Shelter Prices Will Likely Moderate
Shelter prices increased at 8.5% annualised based on a three-month moving average, ticking down compared with a month ago, according to Caldwell. At the same time, core prices increased at a 5.1% annualised growth rate, he says, with that rate holding steady compared with month-ago levels. Core inflation excluding shelter was 2.7%, up compared with a month ago but still in moderate territory, Caldwell says.
"The slight drop in shelter inflation is a harbinger for further decreases to come, in our view," Caldwell says.
"After two years of rapid growth, market rents have been about flat over the past six months. The shelter component of the inflation index responds to market rents with a lag. We expect weak housing demand along with the large backlog of supply to put sustained downward pressure on shelter inflation."
Elevated Core Goods Prices Persist, for Now
The uptick in core inflation excluding shelter was driven by core goods prices.
"Some of this will likely persist for another couple of months, with leading-edge data indicating a rebound in used-car prices," Caldwell says.
"On the other hand, we expect easing supply chain pressures to lead to a sustained period of deflation in core goods prices over the next couple of years."
New vehicle prices (in contrast to used vehicles) haven’t fallen from their peak levels yet, Caldwell says, but that will likely change this year, according to automakers’ guidance.
In terms of core services prices, Caldwell says, "there are a lot of moving parts: transportation prices are up, but some other components are down.” In addition, he says that wage growth – a key driver for core services inflation outside of housing – appears to be moderating.

+++

▶ **Problem A**: Return the stretch of the inflation commentary from "Elevated Core Goods" through "to be moderating.".
▶ **Problem B**: According to the inflation commentary, what was core inflation excluding shelter?
▶ **Problem C**: Write what comes next in the inflation commentary, beginning after its final sentence.
The records that follow come from a separate source unrelated to the inflation commentary.

+++

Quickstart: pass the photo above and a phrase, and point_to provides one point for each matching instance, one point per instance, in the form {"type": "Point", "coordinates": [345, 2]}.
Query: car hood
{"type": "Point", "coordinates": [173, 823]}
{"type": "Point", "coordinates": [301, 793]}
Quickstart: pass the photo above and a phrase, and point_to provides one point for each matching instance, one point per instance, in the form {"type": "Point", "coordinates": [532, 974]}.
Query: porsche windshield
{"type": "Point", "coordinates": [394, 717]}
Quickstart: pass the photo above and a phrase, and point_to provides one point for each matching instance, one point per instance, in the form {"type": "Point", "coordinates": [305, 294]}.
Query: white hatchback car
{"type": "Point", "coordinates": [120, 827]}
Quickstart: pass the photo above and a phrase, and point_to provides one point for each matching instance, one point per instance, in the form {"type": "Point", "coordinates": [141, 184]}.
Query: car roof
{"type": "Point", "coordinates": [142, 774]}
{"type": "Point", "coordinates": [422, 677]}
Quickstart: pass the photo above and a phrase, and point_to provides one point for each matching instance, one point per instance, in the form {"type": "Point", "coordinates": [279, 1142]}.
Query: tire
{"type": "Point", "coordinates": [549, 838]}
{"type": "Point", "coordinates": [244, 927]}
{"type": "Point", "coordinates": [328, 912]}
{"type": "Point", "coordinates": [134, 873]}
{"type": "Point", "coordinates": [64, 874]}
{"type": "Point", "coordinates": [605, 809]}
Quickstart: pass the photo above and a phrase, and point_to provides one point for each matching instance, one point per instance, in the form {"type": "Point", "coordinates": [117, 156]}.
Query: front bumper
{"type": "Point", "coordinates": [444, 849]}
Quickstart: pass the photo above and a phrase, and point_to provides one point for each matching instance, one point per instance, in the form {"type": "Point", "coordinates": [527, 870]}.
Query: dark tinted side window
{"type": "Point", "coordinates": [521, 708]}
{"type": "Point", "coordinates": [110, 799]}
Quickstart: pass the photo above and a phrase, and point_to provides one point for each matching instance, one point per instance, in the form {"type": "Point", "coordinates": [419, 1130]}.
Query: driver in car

+++

▶ **Your response A**:
Elevated Core Goods Prices Persist, for Now
The uptick in core inflation excluding shelter was driven by core goods prices.
"Some of this will likely persist for another couple of months, with leading-edge data indicating a rebound in used-car prices," Caldwell says.
"On the other hand, we expect easing supply chain pressures to lead to a sustained period of deflation in core goods prices over the next couple of years."
New vehicle prices (in contrast to used vehicles) haven’t fallen from their peak levels yet, Caldwell says, but that will likely change this year, according to automakers’ guidance.
In terms of core services prices, Caldwell says, "there are a lot of moving parts: transportation prices are up, but some other components are down.” In addition, he says that wage growth – a key driver for core services inflation outside of housing – appears to be moderating.

▶ **Your response B**: 2.7%

▶ **Your response C**:
"Outside of the core index, we did see a meaningful drop in food inflation in March,” Caldwell says. "We’ll have to wait for additional months of data to see if this develops into a trend. But a drop in food inflation makes sense given the recent fall in transportation costs and other supply chain components, and it would accord with our forecasts."
In March, energy prices fell 3.5% over the month for their steepest decline since August 2022. Within the energy component of the March CPI, gasoline prices fell 4.6%, and utilities prices fell 7.1%.
In terms of core goods and services, transportation services prices rose 1.4% over the month after rising 1.1% in February. Growth for apparel prices slowed, rising 0.3% for the month after rising 0.8% in February.
Prices for used cars and trucks continued to fall, down 0.9% for the month.
Rate Hike Expectations Strengthen
The vast majority of market participants now expect the federal funds effective rate target to rise 0.25% to a range of 5.00% to 5.25% at the Fed meeting on 3 May, according to the CME FedWatch Tool. Remaining participants expect the Fed to keep the rate unchanged at its current target rate of 4.75% to 5.00%.
A week ago, prices suggested a roughly equal split in the futures market: half expected the Fed to hold rates unchanged at its May meeting, and half expected the target rate to rise by a quarter point. With the release of the March CPI report, 70.4% of futures market participants foresee the Fed raising its target rate by a quarter point.
Caldwell’s expectations for interest-rate hikes fall in line with market expectations: "after today’s report, we continue to think the Fed’s May meeting will result in another 0.25-point hike in the federal-funds rate," he says.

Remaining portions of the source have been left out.